• Goal of the exercise: Retype the material below without any changes, from the line with "--detect grass verge --source image" up to and including the line with "[329,348,428,356]".

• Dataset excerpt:
----
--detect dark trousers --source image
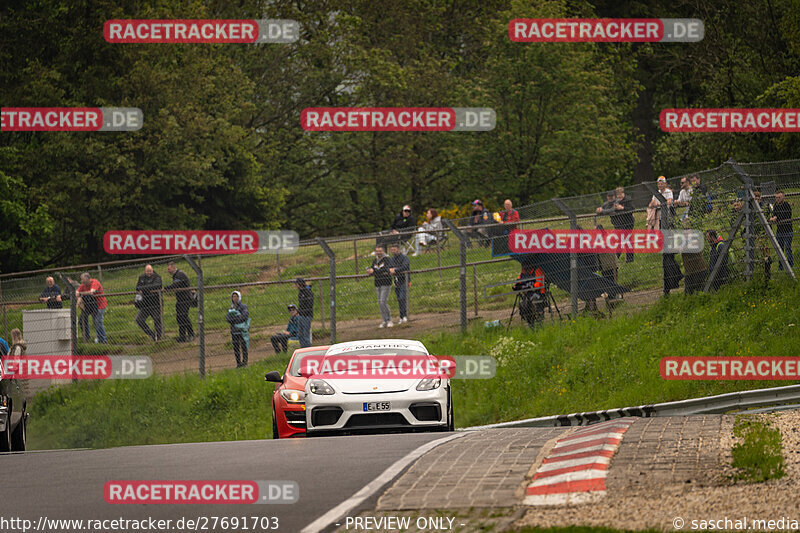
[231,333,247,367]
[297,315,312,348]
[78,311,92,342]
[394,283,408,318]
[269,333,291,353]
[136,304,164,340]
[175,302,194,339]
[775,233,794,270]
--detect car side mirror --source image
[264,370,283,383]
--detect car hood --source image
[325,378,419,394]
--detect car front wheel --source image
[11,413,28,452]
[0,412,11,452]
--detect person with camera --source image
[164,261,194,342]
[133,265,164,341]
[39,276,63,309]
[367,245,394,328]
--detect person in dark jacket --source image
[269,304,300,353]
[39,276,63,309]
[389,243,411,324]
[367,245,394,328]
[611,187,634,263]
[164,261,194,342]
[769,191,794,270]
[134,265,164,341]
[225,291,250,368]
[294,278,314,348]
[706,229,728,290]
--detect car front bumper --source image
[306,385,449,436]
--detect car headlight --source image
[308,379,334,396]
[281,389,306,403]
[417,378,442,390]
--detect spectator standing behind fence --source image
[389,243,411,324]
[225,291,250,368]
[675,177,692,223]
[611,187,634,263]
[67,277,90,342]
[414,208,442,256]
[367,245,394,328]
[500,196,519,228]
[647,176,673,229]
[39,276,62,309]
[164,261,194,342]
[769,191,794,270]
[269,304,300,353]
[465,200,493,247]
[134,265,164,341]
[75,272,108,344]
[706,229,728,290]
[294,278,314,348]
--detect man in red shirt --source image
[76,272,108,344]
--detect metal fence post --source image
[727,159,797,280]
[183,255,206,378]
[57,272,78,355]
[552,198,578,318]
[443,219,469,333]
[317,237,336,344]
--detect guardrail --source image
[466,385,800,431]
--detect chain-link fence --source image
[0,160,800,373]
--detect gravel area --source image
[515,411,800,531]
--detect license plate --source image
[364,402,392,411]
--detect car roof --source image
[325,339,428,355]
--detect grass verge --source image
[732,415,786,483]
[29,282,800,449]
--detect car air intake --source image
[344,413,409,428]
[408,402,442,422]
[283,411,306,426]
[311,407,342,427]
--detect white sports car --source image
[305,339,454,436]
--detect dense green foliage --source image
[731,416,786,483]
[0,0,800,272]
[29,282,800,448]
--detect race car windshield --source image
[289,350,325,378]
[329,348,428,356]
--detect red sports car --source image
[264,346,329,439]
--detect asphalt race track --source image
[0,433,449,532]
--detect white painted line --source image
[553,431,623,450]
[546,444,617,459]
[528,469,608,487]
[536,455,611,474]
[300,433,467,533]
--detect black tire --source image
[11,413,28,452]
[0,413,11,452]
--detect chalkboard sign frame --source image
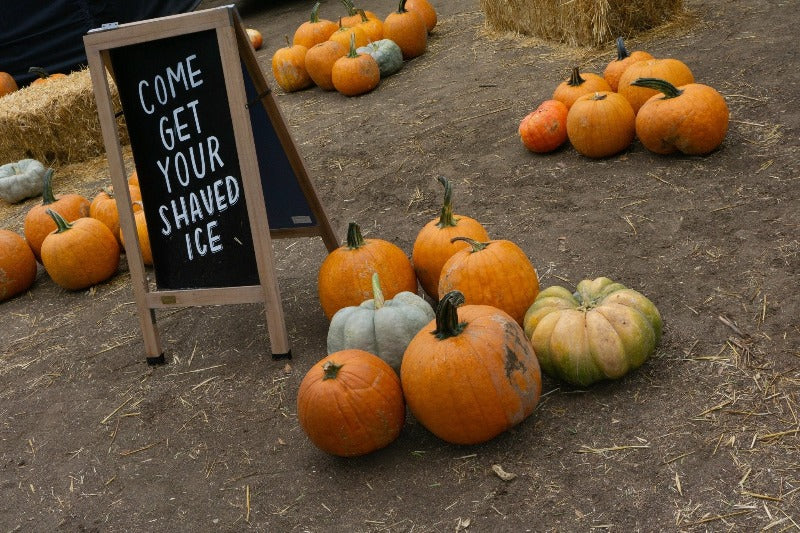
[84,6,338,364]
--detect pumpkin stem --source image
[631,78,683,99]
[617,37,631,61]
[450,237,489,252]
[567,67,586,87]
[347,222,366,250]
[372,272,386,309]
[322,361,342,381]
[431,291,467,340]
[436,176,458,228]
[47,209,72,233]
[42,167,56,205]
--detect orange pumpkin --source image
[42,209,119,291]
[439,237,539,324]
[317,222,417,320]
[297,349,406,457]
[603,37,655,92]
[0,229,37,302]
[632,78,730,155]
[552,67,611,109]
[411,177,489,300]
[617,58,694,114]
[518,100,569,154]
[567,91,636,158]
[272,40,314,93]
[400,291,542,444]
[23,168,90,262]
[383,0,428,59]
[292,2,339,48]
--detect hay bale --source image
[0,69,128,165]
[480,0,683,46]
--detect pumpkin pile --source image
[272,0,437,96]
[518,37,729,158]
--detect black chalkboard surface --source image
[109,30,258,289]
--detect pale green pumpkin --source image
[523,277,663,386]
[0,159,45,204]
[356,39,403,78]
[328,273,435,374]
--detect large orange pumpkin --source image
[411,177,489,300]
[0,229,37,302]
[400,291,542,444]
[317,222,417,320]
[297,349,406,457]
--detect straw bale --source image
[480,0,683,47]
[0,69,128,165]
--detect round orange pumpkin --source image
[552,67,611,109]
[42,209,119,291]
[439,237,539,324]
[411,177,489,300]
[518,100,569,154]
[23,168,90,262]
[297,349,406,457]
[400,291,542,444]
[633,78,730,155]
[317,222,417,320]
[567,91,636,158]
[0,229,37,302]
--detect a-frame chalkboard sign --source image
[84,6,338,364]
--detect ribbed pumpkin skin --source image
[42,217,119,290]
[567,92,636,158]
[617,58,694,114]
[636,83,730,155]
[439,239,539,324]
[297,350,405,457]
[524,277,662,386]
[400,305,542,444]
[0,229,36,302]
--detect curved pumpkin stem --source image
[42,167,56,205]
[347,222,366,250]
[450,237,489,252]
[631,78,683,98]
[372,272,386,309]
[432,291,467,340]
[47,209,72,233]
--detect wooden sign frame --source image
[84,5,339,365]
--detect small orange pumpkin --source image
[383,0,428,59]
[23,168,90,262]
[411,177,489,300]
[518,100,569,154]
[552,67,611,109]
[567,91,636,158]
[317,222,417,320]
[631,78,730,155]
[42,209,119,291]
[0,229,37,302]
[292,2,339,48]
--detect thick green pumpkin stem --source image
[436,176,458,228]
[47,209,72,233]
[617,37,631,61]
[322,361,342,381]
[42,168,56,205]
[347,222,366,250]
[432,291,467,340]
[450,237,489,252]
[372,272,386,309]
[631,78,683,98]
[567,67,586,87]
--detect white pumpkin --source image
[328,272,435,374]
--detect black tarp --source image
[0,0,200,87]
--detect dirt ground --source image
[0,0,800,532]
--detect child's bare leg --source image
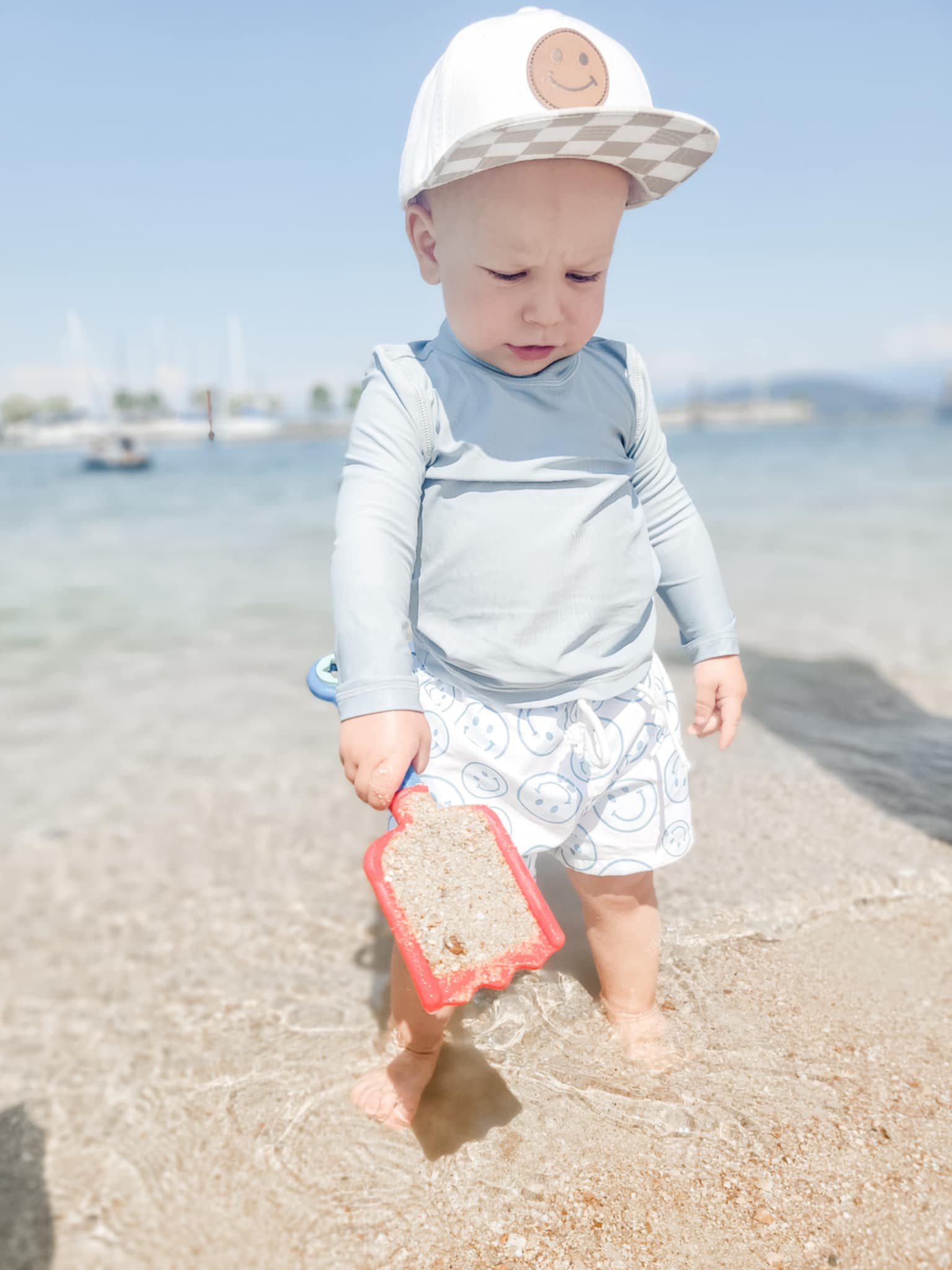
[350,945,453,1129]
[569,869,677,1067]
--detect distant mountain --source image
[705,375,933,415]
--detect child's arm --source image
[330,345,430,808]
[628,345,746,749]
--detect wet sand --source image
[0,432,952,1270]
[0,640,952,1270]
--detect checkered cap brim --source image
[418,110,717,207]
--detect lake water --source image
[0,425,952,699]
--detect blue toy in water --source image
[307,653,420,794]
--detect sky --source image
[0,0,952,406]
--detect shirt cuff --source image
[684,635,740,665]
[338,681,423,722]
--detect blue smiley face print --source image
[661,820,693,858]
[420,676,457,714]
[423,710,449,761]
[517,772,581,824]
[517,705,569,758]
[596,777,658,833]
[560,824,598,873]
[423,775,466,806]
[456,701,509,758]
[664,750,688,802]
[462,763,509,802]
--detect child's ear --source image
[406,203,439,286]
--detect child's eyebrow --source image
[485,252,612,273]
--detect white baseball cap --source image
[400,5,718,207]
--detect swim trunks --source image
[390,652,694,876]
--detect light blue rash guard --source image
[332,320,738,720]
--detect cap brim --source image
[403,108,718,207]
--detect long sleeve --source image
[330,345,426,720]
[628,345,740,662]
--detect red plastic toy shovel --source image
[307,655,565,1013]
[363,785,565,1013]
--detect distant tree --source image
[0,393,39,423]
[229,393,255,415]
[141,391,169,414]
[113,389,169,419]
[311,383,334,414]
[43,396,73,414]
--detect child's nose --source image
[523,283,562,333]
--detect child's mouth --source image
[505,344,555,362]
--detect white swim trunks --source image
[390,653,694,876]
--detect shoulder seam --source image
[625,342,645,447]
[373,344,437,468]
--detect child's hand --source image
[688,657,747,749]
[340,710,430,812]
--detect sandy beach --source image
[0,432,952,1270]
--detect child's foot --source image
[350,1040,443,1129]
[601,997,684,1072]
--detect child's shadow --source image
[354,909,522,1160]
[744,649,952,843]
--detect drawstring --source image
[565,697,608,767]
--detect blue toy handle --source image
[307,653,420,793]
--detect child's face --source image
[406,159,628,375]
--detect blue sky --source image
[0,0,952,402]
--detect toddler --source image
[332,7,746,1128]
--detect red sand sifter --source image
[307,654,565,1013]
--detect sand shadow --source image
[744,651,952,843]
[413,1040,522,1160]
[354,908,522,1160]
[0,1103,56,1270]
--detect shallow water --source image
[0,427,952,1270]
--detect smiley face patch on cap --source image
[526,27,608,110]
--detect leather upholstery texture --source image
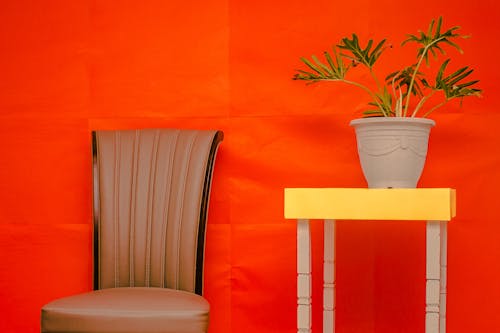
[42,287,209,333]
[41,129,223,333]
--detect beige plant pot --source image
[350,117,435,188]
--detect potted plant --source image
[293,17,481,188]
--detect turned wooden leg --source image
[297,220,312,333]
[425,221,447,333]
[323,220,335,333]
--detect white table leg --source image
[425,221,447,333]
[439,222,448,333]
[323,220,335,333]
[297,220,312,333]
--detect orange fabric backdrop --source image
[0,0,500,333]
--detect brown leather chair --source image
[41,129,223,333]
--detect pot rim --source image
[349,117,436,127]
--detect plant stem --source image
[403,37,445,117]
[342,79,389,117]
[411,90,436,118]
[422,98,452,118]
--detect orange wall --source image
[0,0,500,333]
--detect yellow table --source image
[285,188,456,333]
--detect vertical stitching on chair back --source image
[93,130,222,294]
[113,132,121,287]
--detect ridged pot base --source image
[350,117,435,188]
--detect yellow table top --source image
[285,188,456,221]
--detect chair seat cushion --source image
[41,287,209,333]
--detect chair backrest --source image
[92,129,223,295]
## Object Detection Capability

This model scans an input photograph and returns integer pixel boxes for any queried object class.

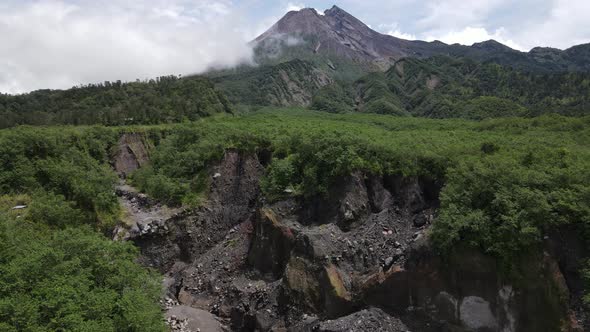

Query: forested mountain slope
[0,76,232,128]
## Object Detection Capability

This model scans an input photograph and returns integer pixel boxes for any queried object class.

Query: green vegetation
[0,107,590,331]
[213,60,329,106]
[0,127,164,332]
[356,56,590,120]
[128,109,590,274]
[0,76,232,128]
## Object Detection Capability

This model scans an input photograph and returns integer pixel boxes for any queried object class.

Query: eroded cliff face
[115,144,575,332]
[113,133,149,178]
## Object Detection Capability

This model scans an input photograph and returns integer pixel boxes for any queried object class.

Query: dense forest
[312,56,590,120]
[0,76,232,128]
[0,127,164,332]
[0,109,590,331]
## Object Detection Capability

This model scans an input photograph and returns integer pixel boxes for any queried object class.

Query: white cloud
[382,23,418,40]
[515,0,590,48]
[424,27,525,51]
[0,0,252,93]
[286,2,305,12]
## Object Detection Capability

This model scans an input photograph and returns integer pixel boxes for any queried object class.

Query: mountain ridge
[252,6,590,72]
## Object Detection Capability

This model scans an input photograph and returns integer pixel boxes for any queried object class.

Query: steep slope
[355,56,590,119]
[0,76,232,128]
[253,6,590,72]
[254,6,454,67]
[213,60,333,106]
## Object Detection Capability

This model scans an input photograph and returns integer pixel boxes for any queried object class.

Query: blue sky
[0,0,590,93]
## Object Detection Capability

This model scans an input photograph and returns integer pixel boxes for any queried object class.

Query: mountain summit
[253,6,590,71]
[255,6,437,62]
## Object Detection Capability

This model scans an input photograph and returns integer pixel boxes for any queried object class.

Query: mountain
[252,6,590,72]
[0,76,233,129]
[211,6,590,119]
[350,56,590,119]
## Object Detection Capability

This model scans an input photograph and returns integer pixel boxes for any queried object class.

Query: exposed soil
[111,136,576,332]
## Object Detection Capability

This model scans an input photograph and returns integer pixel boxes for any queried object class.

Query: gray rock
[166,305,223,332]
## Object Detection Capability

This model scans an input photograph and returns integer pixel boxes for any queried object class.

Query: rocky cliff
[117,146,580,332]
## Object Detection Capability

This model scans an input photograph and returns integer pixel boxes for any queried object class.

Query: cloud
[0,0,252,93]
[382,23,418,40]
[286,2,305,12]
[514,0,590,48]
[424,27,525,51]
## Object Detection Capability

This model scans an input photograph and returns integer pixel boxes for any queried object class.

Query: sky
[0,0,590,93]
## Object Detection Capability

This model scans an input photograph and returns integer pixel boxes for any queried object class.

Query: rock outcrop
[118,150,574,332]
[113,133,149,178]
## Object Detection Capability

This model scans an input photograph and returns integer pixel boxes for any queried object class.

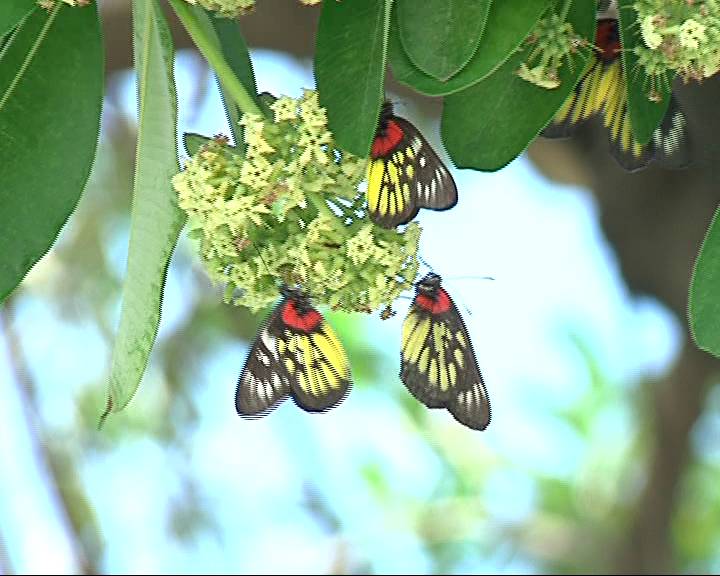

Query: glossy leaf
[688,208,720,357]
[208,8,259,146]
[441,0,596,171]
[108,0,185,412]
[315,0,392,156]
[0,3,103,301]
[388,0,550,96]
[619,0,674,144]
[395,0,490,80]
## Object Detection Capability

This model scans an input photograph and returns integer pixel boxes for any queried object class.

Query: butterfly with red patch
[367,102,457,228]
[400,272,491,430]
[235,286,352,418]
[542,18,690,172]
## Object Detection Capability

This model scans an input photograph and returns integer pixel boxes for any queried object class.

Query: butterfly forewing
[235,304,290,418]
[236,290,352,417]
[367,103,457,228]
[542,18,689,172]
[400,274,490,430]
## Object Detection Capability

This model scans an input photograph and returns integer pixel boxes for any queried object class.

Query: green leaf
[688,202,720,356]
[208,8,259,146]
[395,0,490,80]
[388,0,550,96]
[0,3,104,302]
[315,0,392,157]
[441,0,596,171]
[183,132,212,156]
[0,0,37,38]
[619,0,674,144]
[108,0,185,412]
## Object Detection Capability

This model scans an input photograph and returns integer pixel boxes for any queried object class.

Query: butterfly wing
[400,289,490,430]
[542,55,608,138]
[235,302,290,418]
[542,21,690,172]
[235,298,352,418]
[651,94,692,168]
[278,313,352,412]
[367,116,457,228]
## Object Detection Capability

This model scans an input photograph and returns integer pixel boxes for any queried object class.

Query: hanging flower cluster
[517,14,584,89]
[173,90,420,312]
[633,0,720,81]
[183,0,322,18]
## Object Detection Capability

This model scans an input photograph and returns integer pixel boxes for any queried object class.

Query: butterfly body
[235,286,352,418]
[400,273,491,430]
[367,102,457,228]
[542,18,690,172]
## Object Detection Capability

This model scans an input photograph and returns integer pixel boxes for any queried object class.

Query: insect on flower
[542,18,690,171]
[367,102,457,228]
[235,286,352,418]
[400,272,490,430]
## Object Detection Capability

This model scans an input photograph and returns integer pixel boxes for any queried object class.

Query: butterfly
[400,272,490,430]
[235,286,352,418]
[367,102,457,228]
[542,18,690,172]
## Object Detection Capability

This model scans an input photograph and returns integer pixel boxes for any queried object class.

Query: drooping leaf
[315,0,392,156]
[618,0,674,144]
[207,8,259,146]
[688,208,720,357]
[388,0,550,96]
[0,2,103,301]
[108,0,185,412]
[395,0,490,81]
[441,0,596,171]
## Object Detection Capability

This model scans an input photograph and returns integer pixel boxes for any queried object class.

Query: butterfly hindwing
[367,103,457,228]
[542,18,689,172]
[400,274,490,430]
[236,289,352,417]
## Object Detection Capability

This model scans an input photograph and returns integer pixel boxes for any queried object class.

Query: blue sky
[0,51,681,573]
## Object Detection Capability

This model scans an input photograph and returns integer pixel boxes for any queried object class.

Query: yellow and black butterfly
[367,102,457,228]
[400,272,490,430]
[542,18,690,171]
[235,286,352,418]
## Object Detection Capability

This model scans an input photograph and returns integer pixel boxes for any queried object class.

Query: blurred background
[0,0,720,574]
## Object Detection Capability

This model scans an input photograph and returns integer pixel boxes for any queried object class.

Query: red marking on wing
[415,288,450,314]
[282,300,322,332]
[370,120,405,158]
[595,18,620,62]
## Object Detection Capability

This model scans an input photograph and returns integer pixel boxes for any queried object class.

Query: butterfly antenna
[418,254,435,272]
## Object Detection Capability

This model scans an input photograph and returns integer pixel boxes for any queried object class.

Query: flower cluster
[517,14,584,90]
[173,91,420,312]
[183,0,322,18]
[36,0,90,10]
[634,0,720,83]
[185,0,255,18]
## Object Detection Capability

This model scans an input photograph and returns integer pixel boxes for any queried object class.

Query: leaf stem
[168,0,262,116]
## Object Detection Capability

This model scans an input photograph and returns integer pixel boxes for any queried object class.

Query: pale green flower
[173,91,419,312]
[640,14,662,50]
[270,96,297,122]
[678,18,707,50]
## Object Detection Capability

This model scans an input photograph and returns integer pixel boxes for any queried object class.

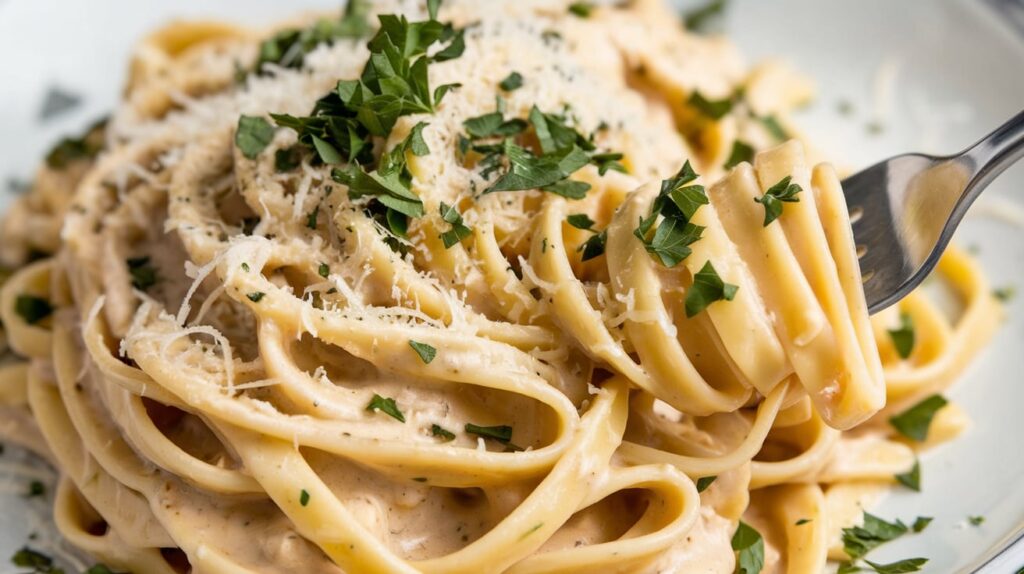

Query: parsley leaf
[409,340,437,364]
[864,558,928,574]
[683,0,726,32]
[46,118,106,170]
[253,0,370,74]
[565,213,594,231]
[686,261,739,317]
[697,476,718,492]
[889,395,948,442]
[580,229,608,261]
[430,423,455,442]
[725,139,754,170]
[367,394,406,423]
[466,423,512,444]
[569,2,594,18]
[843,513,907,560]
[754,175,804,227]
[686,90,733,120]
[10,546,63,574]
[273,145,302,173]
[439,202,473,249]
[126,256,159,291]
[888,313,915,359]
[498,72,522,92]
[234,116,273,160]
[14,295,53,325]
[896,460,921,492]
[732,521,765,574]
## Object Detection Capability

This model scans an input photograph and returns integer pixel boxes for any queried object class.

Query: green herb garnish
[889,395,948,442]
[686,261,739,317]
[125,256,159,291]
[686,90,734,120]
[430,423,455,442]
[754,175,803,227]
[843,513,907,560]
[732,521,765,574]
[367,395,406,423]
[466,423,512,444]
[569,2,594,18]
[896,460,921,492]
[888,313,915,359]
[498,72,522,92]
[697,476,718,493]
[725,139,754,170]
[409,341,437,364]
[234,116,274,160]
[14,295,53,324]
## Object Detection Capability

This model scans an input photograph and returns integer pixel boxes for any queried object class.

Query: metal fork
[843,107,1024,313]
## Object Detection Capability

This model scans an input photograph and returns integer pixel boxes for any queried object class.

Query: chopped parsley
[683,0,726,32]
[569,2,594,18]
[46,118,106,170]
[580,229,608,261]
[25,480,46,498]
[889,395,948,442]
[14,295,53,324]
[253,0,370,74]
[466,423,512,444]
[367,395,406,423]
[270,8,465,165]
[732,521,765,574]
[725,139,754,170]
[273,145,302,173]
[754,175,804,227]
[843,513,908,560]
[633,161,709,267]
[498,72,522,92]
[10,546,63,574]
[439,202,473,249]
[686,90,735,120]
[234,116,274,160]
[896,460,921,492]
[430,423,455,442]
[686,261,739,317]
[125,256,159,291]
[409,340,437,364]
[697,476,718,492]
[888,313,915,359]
----
• The output:
--detect grass verge --source image
[732,415,786,483]
[29,282,800,449]
--detect car air intake --source image
[344,413,409,428]
[408,402,442,422]
[283,411,306,426]
[311,407,342,427]
--detect white sports car --source image
[305,339,454,436]
--detect dense green foliage --source image
[731,416,786,483]
[0,0,800,272]
[29,282,800,448]
--detect race car windshield --source image
[289,350,325,378]
[329,348,428,356]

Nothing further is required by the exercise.